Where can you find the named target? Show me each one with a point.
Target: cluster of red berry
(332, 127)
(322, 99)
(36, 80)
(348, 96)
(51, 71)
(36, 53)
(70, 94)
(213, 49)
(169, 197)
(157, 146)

→ Instruction
Copy out every line above, requests included. Scale each coordinate in the answers by 0.35 and round it to a whole number, with halves rounding up. Leave the wording of the requests unchanged.

→ In response
Where can you find the named target? Show me each one with a point.
Target: cluster of red berry
(116, 44)
(113, 35)
(13, 28)
(122, 34)
(18, 25)
(13, 19)
(25, 33)
(75, 17)
(59, 69)
(55, 51)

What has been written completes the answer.